# Rust Stains on Clothing



## Square Peg (Dec 20, 2007)

I got a great deal at the Salvation Army thrift store the other day -- everything with a red tag was 50 cents! I got black jeans for work and a beautiful cream-coloured corduroy shirt. The shirt had some stains on the shoulder but for 50 cents I was willing to work on it. Regular stain removers haven't helped (I was careful not to dry it in the dryer). It looks like they must be rust stains. I have some Iron Out that maybe I could try. Does anyone else have any suggestions? I don't want to weaken the fabric. I'm happy to wear it as a working outside shirt if the stains won't come out -- but if I could remove them it would be an awesome wear anywhere shirt.

Thanks for any suggestions!


----------



## jmtinmi (Feb 25, 2009)

For true rust stains (iron in water) my Mom always used a product called Whink, probably the same thing as Iron Out. I remember her squirting it directly on towels. I've also used it directly on carpets to remove the rust stains from chairs.

• _Provided material_
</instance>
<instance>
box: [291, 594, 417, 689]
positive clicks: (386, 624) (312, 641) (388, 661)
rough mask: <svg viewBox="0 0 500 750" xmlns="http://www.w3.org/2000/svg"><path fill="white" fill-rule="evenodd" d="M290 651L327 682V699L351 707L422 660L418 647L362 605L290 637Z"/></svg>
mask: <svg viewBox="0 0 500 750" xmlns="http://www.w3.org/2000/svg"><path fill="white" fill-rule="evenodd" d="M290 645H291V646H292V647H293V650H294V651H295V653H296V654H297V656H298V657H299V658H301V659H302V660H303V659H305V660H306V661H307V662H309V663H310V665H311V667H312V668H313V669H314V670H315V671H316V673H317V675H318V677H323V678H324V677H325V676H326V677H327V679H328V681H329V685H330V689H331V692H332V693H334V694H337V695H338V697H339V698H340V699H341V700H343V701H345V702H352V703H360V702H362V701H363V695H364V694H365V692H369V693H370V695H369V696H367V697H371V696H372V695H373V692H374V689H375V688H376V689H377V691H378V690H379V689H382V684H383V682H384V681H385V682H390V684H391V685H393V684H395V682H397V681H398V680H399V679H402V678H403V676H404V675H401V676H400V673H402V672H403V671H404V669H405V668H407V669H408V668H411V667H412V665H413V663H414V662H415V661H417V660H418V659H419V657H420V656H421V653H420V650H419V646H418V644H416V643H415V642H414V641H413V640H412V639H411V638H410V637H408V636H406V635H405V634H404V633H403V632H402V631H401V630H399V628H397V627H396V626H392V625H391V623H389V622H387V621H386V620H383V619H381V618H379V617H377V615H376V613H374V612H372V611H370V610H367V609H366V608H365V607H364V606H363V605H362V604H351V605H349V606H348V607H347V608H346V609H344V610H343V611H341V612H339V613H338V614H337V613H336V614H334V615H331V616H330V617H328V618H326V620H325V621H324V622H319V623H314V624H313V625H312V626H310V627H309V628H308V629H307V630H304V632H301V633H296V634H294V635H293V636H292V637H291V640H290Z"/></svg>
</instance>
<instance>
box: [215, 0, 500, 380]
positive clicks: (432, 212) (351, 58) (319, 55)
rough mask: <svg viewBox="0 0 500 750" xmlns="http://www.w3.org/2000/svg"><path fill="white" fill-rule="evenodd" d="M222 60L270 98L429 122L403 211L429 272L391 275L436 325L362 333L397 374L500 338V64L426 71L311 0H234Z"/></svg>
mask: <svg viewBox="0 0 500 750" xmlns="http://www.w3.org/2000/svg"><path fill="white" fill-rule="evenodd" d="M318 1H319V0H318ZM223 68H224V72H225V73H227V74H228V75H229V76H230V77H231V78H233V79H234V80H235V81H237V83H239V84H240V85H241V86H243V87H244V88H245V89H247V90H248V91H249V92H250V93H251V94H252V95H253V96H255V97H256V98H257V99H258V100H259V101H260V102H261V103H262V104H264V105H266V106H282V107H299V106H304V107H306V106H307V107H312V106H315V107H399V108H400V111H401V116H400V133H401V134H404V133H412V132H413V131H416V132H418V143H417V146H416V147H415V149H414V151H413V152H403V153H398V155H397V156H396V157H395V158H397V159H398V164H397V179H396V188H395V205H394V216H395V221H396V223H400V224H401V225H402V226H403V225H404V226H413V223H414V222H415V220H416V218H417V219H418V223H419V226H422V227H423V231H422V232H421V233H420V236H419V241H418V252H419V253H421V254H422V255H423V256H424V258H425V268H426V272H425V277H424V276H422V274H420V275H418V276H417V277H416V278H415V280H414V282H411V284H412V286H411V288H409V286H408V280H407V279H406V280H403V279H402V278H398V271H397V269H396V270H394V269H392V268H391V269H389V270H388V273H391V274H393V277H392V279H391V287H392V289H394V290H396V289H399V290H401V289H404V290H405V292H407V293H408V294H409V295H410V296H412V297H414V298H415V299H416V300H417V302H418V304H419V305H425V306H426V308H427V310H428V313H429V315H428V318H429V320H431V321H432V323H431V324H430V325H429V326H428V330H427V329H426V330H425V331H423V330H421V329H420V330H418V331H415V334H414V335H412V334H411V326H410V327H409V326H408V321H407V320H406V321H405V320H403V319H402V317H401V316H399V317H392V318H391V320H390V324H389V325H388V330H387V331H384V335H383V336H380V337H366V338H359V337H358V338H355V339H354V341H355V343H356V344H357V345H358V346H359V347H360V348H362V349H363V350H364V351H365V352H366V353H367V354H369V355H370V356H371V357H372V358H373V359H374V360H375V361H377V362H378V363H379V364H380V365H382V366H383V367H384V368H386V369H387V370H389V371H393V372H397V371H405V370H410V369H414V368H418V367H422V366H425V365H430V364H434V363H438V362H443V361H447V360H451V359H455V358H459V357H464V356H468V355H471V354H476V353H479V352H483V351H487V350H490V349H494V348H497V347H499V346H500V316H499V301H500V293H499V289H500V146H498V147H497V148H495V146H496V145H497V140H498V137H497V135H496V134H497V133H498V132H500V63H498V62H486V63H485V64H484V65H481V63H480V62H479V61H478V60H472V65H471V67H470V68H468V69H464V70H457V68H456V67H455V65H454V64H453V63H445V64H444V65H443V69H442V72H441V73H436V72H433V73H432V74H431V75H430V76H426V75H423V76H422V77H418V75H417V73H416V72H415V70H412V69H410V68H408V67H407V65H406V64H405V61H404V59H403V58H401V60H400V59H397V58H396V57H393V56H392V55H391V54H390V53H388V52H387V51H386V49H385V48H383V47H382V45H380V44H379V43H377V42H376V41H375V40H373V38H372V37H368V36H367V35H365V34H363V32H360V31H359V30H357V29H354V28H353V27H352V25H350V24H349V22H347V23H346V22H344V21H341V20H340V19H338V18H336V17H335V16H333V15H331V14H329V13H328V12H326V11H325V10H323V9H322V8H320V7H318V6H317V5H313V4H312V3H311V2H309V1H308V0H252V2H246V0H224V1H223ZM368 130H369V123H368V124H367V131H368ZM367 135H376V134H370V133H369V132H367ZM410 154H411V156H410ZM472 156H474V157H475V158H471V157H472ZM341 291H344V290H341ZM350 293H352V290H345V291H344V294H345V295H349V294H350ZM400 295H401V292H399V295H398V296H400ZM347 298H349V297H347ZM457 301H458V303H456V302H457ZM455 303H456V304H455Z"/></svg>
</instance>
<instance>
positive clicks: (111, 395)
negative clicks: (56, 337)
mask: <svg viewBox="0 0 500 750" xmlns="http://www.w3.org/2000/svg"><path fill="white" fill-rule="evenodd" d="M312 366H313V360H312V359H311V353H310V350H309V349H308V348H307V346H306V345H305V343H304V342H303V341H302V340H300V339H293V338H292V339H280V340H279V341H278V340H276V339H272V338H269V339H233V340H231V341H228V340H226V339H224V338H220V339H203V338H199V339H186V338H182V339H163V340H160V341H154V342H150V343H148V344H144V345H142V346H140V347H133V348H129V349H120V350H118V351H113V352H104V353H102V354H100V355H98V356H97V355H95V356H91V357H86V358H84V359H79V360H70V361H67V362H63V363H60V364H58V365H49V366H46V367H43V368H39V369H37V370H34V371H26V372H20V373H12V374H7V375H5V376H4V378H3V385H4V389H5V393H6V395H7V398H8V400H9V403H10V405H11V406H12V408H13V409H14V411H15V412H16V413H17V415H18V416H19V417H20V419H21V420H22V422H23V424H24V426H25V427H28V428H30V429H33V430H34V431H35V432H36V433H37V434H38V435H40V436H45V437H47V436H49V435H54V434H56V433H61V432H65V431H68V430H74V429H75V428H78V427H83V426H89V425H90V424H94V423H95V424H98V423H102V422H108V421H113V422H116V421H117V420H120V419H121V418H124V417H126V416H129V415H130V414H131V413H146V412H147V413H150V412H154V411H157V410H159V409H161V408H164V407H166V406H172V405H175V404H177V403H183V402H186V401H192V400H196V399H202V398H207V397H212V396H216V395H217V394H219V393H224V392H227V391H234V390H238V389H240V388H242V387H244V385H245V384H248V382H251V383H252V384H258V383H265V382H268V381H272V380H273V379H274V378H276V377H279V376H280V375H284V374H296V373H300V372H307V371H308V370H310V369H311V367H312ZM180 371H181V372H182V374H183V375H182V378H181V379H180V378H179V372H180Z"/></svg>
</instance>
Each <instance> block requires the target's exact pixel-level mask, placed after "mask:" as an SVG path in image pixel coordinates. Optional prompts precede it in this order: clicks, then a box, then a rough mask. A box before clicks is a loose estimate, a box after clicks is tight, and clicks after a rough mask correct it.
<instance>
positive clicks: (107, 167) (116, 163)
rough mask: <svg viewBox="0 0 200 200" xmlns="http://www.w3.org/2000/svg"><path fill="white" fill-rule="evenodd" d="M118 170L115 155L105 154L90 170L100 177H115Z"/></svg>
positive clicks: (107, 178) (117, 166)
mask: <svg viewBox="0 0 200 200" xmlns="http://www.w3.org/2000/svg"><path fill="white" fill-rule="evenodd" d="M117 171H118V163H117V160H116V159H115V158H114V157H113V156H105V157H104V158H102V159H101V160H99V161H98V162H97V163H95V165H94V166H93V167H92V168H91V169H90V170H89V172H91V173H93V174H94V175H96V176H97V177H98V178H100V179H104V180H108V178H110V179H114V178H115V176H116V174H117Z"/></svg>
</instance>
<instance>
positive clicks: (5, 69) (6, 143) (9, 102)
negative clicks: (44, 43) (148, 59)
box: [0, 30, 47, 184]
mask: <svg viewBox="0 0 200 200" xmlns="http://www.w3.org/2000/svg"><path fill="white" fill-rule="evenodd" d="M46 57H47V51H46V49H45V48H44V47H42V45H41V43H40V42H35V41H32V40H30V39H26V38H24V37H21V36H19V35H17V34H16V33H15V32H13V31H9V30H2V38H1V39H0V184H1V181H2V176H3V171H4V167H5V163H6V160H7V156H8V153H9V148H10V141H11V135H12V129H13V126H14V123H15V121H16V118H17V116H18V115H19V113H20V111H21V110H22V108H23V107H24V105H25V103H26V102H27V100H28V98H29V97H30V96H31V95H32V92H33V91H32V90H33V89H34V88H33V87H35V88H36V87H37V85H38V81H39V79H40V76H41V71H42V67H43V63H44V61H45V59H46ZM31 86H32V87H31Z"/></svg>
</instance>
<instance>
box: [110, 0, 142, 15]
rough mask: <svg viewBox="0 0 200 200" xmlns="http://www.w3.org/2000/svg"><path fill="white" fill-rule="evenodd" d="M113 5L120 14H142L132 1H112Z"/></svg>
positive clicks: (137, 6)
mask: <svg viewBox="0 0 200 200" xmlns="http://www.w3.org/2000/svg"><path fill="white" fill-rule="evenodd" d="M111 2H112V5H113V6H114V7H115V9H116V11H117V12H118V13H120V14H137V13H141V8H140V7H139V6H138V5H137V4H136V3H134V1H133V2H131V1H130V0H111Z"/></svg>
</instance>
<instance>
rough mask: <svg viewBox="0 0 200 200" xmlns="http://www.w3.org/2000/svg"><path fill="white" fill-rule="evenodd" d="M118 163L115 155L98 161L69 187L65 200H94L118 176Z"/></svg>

• _Your task_
Pick up the forum thread about rust stains on clothing right after its last sentence and carry it forward.

• _Task output_
The trick is to be sure the item is color fast. Worth a shot for the .50 investment.


----------



## MontanaKJ (Aug 10, 2009)

I have used hydrogen peroxide on my DH's shirts to remove blood and rust stains. Just pour a small amount directly on the stain and then wash as usual.


----------



## Square Peg (Dec 20, 2007)

Thank you both. I will try the hydrogen peroxide first I think as I've discovered the iron out is a powder (now you know how long it's been under the sink...). Will let you know how it works!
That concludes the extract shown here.